Work required: Set the records down again in full, with every word kept.
________________________
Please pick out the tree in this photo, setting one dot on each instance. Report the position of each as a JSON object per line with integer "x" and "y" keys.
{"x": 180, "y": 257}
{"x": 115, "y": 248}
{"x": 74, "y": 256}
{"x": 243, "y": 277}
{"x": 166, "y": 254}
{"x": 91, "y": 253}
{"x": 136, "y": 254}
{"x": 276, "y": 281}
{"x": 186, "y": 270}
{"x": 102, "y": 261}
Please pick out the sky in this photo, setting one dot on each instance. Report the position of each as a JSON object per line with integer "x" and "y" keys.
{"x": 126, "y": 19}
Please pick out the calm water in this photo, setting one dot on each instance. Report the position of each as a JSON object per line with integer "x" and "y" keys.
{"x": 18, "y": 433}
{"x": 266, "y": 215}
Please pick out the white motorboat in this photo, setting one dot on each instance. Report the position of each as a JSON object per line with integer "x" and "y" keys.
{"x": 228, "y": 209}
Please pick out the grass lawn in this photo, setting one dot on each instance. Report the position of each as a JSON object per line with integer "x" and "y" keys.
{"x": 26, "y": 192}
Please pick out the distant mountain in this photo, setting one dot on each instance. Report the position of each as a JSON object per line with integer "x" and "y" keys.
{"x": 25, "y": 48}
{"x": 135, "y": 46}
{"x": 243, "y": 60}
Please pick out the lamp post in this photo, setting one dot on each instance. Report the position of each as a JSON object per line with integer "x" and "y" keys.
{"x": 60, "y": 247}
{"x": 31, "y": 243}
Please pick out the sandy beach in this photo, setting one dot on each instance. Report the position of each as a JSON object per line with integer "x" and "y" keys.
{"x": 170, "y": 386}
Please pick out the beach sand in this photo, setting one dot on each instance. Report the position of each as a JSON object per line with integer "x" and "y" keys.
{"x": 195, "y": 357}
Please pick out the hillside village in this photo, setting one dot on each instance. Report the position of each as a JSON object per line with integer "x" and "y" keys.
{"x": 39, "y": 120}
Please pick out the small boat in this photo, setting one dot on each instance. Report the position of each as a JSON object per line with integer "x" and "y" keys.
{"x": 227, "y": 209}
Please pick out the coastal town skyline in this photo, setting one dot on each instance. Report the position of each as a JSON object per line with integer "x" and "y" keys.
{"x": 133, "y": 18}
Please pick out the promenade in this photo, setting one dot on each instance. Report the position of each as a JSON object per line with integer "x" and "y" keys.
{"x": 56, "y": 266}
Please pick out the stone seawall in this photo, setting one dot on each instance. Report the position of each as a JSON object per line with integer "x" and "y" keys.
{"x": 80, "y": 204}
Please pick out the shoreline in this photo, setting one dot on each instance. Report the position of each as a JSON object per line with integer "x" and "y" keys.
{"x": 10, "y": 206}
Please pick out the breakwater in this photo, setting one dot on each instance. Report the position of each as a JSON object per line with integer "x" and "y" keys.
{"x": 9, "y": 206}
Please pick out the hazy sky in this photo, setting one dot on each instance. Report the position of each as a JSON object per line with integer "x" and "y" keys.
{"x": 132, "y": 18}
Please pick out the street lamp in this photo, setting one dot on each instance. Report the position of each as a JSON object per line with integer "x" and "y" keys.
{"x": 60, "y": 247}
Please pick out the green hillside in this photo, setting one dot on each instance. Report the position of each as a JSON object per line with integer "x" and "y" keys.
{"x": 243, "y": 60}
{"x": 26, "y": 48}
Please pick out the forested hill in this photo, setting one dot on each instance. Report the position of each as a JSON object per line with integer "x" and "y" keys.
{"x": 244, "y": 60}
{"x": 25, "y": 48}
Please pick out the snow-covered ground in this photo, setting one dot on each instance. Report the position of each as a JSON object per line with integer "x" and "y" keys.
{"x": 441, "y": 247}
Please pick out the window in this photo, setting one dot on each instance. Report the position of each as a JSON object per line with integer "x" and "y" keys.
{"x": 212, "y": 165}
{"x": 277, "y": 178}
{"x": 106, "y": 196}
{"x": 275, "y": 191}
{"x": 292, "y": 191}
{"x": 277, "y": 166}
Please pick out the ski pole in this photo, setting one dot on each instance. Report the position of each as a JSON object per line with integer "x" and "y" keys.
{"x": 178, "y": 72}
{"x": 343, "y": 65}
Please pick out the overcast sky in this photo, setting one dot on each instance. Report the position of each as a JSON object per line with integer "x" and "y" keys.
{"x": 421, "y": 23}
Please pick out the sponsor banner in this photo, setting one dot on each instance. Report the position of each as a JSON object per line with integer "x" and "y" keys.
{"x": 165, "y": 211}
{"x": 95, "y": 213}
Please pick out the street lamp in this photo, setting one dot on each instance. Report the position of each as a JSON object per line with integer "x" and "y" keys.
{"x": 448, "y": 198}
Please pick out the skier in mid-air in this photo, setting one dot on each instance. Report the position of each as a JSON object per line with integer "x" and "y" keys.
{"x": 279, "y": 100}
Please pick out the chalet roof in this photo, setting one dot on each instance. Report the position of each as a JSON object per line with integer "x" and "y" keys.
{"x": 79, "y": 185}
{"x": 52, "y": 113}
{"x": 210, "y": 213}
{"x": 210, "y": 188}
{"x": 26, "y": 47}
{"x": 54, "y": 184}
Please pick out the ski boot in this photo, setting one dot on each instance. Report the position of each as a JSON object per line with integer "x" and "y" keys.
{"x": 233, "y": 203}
________________________
Exercise response:
Please pick out the tree in this photo, setting one dot on each instance. Report the position of each as a JSON object per line with integer "x" and "y" keys.
{"x": 180, "y": 257}
{"x": 115, "y": 248}
{"x": 74, "y": 256}
{"x": 243, "y": 277}
{"x": 166, "y": 254}
{"x": 91, "y": 253}
{"x": 136, "y": 254}
{"x": 276, "y": 281}
{"x": 186, "y": 270}
{"x": 102, "y": 261}
Please pick out the sky in this photo, setting one dot on each instance. Report the position of each as a JSON object per line with integer "x" and "y" keys.
{"x": 126, "y": 19}
Please pick out the calm water in this photo, setting one dot on each instance. Report the position of each as a JSON object per line with integer "x" and "y" keys.
{"x": 18, "y": 433}
{"x": 266, "y": 215}
Please pick out the white motorboat in this photo, setting one dot on each instance. Report the position of each as a JSON object per line with integer "x" and "y" keys.
{"x": 228, "y": 209}
Please pick out the grass lawn in this photo, setting one dot on each instance. Report the position of each as a JSON object per line with integer "x" and "y" keys.
{"x": 26, "y": 192}
Please pick out the distant mountain in this photo, setting one dot on each instance. Report the position of each as a JSON object per line with integer "x" and "y" keys.
{"x": 25, "y": 48}
{"x": 135, "y": 46}
{"x": 243, "y": 60}
Please pick out the lamp post in this photo, setting one dot on each instance. Report the position of each as a JSON object per line with integer "x" and "y" keys.
{"x": 60, "y": 247}
{"x": 31, "y": 243}
Please pick out the sandy beach in this photo, setting one dot on each instance. Report the position of each as a JSON object per line with integer "x" and "y" keys.
{"x": 170, "y": 386}
Please pick out the beach sand in this photo, setting one dot on each instance. Report the position of each as a JSON object per line with integer "x" and "y" keys.
{"x": 195, "y": 357}
Please pick out the hillside village in this photo, setting one dot on each instance. Report the position of each as a JSON object per line with integer "x" and "y" keys.
{"x": 39, "y": 120}
Please pick out the small boat in this photo, setting one dot on each instance. Report the position of each as a JSON object per line with integer "x" and "y" keys.
{"x": 227, "y": 209}
Please pick out the coastal town skyline in this photo, setting one dot on each instance. Report the position of each as a JSON object per line with integer "x" and "y" keys.
{"x": 133, "y": 18}
Please pick out the promenade in this photo, setting one dot on each instance. Report the position of each as a JSON object per line with integer "x" and "y" keys.
{"x": 56, "y": 266}
Please pick out the stone seawall in this photo, setting one dot on each instance. Report the position of each as a JSON object per line with integer "x" and "y" keys.
{"x": 80, "y": 204}
Please pick out the shoreline in this photo, setting one dot on each instance. Report the position of each as a JSON object per line with integer "x" and "y" keys.
{"x": 10, "y": 206}
Please pick out the breakwater in this photo, setting one dot on each instance. Report the position of each as a JSON object per line with integer "x" and "y" keys.
{"x": 9, "y": 206}
Please pick out the hazy sky in this photo, setting one dot on each instance. Report the position of each as a JSON object per line with integer "x" and "y" keys.
{"x": 132, "y": 18}
Please pick out the street lamp in this photo, setting one dot on each instance. Report the position of each as a JSON object per line with integer "x" and "y" keys.
{"x": 60, "y": 247}
Please pick out the green hillside in this photo, setting one dot on each instance. Report the position of each as a JSON object per line with integer "x" and "y" keys.
{"x": 243, "y": 60}
{"x": 26, "y": 48}
Please pick out the forested hill in this photo, setting one dot on each instance. Report the position of each as a JSON object per line with integer "x" and "y" keys.
{"x": 244, "y": 60}
{"x": 25, "y": 48}
Please pick out the snow-covered ground in this photo, setting one dot on each instance. Report the position of each as a JSON object per line with integer "x" and "y" keys.
{"x": 441, "y": 247}
Please pick out the window in this photo, setting one dot on each instance. Report the position of each as a JSON object per line with integer "x" and "y" keys.
{"x": 212, "y": 165}
{"x": 277, "y": 178}
{"x": 106, "y": 196}
{"x": 275, "y": 191}
{"x": 292, "y": 191}
{"x": 277, "y": 166}
Please pick out the ski pole in this photo, setting one dot on each instance. Report the position of each as a JSON object per line with integer "x" and "y" keys.
{"x": 178, "y": 72}
{"x": 343, "y": 65}
Please pick out the overcast sky in this photo, setting one dot on each instance. Report the position of each as a JSON object per line with integer "x" and "y" keys.
{"x": 421, "y": 23}
Please pick out the sponsor banner in this photo, setting one dot on each instance. Report the position of each as a JSON object per line with integer "x" and "y" keys.
{"x": 165, "y": 211}
{"x": 95, "y": 213}
Please pick out the street lamp in this photo, setting one dot on each instance. Report the position of each as a JSON object per line with integer "x" and "y" keys.
{"x": 448, "y": 198}
Please pick out the skier in mid-air in this photo, setting one dot on each instance. Report the position of each as a JSON object per line with integer "x" and "y" keys.
{"x": 279, "y": 100}
Please pick out the chalet roof in this photo, setting one dot on each instance. Report the position of each as a JSON object per line with integer "x" and "y" keys.
{"x": 79, "y": 185}
{"x": 52, "y": 113}
{"x": 210, "y": 213}
{"x": 210, "y": 188}
{"x": 26, "y": 47}
{"x": 54, "y": 184}
Please pick out the ski boot in this photo, setting one dot on each instance. Report the position of each as a JSON object per line with integer "x" and "y" keys.
{"x": 233, "y": 203}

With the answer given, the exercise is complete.